PASSAGE GIVEN:
Of course, it's possible to change the UserAgent string of PHP to emulate a simple browser.

We can also use on-line database of blacklisted web sites addresses, the same as used against mails spams.

Regular expressions on urls is also a possibility.

What do you think about that ?

Re: Spam today on the web

Sounds to me like an interesting extension smile

Re: Spam today on the web

May be this simple algorithm can be included in punbb without heavy code ?

When a user submit an url :
- Prohibit numeric urls.
- Analyse the url, with a list of prohibited terms.
- Download the home page (maybe using a false user agent), and do a first and fast analyse of the content : extract all major text and links by using regexp, intersect with an array that contains a simple list of prohibited terms, and count the result.

I think this simple algorithm can eliminate at less 90% of spammers, because offence and advertising sites are often simple.

$webSite = fopen($url) ;
$homePage = fread($webSite) ;

// of course, a better way is using a text file, or a database. This is just an example.
$prohibited = array( 'lot', 'of', 'offense', 'text', 'here', ......, 'bad', 'finance', 'save money', 'investment', 'drugs' ) ;

$wordsOfPage = extractPageContents() ;

$score = count(array_intersect($wordsOfPage, $prohibited)) ;

if ( $score > 100 )
{
    // call 911...
}
elseid ( $score > 50 )
{
    // call my mother
}
else
{
}

etc...
/**/
Simple start ?

Re: Spam today on the web

I doubt it would become a part of PunBB's core: it sounds like it could almost become a project in and of itself, sort of like SpamAssassin for webpages.

TASK GOAL:
Retype the whole thread on web spam word for word. You won't need the listing.

RAW RECORDS:

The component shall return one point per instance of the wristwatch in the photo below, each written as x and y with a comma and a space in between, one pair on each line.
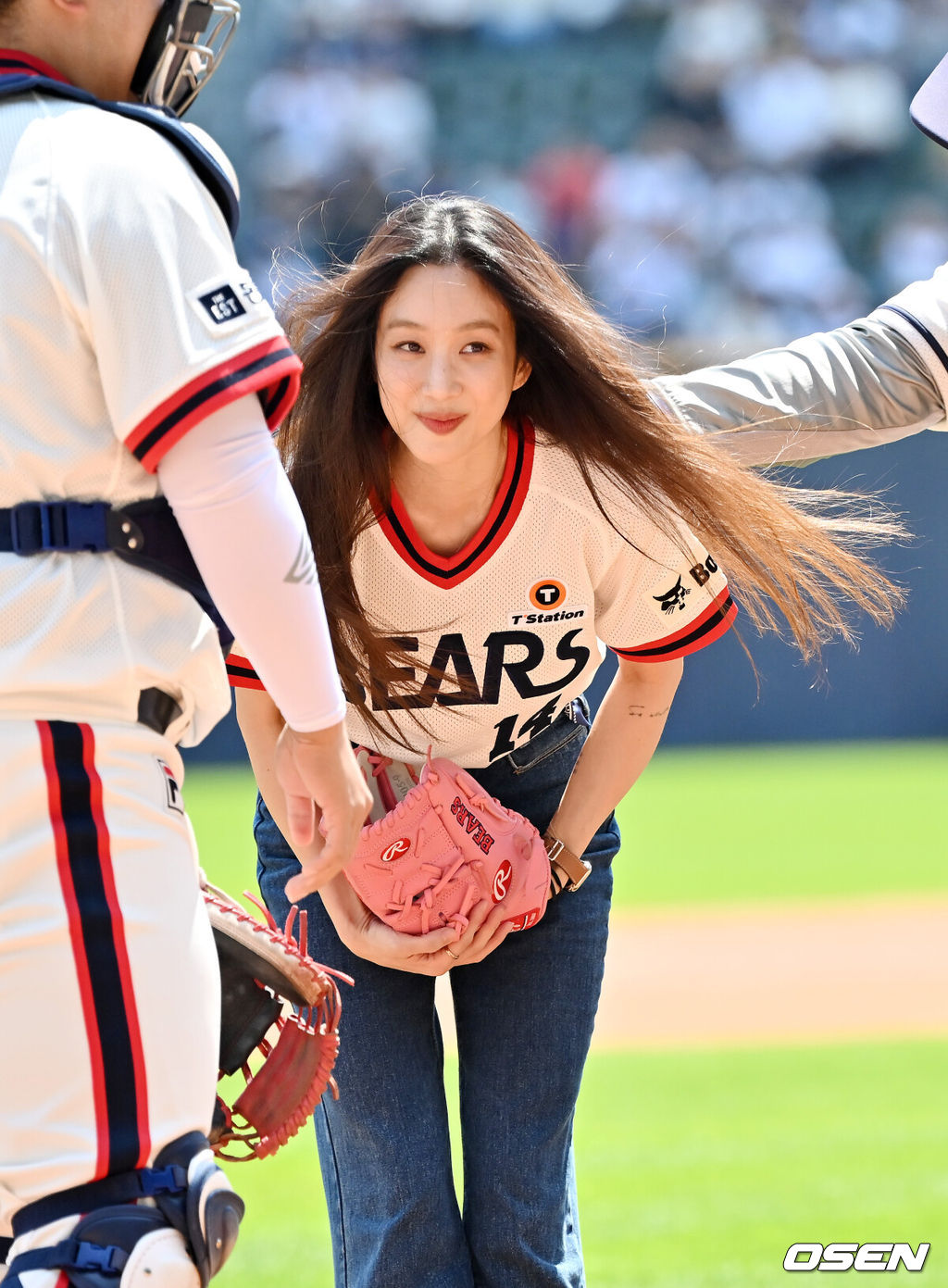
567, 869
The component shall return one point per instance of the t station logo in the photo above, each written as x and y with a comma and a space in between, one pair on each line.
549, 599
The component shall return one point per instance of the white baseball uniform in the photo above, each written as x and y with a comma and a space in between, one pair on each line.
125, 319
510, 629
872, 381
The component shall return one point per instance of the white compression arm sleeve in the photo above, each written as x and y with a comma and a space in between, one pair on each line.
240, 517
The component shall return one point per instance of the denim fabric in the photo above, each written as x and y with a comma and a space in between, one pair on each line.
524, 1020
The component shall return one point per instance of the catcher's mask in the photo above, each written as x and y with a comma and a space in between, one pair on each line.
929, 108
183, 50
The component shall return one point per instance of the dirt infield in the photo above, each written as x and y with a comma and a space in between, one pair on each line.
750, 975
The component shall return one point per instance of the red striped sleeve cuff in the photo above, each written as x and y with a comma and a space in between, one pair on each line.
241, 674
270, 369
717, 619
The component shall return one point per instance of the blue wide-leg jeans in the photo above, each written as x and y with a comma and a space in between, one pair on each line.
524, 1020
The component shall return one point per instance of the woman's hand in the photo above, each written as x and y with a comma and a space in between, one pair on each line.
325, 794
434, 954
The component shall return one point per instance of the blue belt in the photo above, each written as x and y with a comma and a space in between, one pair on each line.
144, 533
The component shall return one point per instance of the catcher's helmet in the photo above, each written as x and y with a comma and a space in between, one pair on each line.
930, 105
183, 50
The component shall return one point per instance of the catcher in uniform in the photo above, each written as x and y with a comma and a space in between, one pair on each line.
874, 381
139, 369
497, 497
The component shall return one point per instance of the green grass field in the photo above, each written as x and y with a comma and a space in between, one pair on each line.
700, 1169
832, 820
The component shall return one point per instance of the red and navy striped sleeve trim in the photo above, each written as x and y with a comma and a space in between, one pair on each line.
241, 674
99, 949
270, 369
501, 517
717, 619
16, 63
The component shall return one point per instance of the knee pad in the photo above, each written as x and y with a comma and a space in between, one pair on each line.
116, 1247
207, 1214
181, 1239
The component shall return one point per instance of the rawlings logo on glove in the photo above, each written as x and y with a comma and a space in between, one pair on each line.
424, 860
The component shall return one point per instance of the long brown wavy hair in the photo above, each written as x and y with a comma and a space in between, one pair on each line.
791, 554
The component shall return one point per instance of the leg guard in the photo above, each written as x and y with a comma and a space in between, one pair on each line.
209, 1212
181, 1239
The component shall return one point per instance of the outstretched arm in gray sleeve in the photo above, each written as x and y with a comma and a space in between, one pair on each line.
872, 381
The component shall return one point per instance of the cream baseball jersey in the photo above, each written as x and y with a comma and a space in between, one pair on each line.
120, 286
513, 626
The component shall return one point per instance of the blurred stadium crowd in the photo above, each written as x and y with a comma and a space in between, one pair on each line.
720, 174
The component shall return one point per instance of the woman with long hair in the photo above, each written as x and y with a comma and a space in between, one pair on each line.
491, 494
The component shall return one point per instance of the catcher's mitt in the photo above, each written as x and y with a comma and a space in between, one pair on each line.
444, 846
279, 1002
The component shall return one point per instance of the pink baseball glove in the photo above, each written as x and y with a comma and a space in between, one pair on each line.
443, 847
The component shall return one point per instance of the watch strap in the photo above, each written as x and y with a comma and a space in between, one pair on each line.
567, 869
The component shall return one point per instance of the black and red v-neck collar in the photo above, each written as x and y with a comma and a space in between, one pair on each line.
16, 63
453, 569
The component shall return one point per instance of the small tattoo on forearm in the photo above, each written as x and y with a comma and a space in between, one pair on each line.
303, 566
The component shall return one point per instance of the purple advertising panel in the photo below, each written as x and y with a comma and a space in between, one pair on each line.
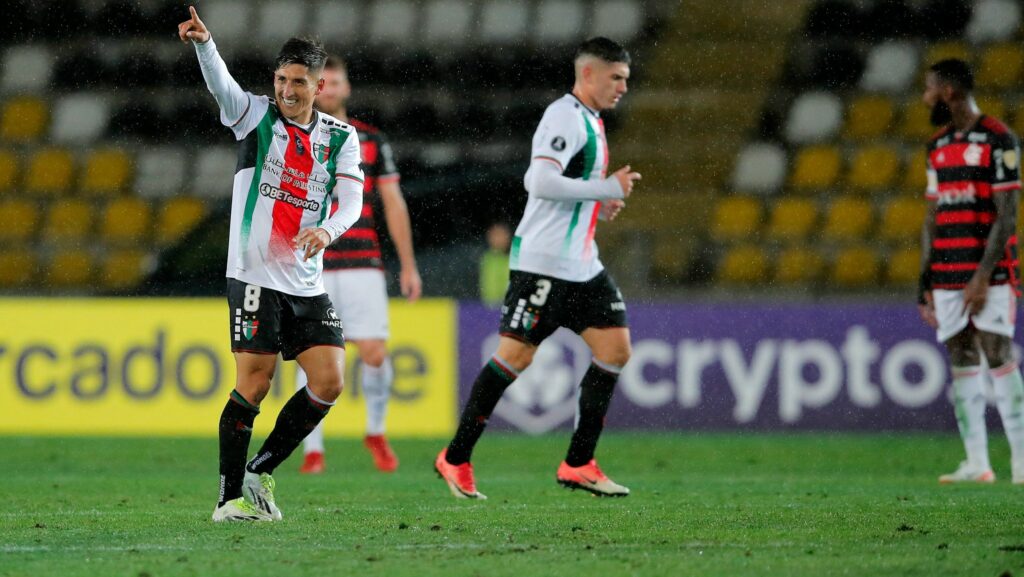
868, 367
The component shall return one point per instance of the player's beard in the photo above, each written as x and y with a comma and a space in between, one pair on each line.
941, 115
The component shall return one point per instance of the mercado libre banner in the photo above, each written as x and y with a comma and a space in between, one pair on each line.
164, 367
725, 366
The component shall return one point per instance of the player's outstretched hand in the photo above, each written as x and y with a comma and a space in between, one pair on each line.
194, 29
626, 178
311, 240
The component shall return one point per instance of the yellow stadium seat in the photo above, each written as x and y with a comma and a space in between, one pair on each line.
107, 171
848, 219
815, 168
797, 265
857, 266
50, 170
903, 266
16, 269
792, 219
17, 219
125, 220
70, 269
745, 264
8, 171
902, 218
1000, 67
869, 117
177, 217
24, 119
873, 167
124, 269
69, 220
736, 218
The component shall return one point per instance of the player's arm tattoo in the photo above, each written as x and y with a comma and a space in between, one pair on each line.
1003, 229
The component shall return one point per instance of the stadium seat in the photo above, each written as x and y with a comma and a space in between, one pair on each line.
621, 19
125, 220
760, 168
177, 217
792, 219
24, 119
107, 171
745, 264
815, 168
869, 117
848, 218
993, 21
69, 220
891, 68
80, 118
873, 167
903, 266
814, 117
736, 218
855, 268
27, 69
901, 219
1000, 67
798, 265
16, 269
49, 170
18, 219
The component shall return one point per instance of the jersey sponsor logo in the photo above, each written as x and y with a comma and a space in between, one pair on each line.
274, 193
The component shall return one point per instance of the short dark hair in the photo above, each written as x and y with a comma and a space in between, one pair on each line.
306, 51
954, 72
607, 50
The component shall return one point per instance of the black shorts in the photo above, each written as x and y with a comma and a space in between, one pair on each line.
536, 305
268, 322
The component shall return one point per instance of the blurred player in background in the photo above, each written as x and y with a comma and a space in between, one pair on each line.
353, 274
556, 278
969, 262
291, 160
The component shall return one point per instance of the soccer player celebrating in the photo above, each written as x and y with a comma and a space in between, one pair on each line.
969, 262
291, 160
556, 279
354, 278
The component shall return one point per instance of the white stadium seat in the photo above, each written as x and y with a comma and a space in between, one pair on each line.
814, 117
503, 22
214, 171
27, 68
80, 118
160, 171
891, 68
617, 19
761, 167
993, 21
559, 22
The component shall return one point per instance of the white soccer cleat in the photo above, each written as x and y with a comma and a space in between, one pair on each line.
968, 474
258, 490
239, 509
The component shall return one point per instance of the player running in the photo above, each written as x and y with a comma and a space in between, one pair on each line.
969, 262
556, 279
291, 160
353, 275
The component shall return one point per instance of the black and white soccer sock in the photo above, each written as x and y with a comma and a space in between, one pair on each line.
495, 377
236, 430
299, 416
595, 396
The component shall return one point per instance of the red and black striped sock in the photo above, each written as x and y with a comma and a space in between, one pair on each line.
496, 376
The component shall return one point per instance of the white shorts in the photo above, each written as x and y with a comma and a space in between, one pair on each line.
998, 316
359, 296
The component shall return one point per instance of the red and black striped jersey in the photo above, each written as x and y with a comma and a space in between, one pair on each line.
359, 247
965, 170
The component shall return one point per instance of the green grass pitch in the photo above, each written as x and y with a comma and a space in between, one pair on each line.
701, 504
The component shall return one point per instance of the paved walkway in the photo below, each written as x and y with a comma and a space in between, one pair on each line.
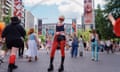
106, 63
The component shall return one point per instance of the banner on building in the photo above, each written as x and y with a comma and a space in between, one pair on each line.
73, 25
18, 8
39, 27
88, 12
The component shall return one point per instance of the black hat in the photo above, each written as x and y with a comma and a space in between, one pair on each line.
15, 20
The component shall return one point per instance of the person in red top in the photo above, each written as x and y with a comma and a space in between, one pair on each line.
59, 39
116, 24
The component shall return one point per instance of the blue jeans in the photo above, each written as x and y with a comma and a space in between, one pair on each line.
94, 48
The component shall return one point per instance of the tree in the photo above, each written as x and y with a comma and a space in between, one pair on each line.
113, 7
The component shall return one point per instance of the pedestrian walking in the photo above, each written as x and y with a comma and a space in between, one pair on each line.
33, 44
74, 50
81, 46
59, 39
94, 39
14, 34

EXERCISE SOLUTION:
Of course, it's possible to change the UserAgent string of PHP to emulate a simple browser.

We can also use on-line database of blacklisted web sites addresses, the same as used against mails spams.

Regular expressions on urls is also a possibility.

What do you think about that ?

Re: Spam today on the web

Sounds to me like an interesting extension smile

Re: Spam today on the web

May be this simple algorithm can be included in punbb without heavy code ?

When a user submit an url :
- Prohibit numeric urls.
- Analyse the url, with a list of prohibited terms.
- Download the home page (maybe using a false user agent), and do a first and fast analyse of the content : extract all major text and links by using regexp, intersect with an array that contains a simple list of prohibited terms, and count the result.

I think this simple algorithm can eliminate at less 90% of spammers, because offence and advertising sites are often simple.

$webSite = fopen($url) ;
$homePage = fread($webSite) ;

// of course, a better way is using a text file, or a database. This is just an example.
$prohibited = array( 'lot', 'of', 'offense', 'text', 'here', ......, 'bad', 'finance', 'save money', 'investment', 'drugs' ) ;

$wordsOfPage = extractPageContents() ;

$score = count(array_intersect($wordsOfPage, $prohibited)) ;

if ( $score > 100 )
{
    // call 911...
}
elseid ( $score > 50 )
{
    // call my mother
}
else
{
}

etc...
/**/
Simple start ?

Re: Spam today on the web

I doubt it would become a part of PunBB's core: it sounds like it could almost become a project in and of itself, sort of like SpamAssassin for webpages.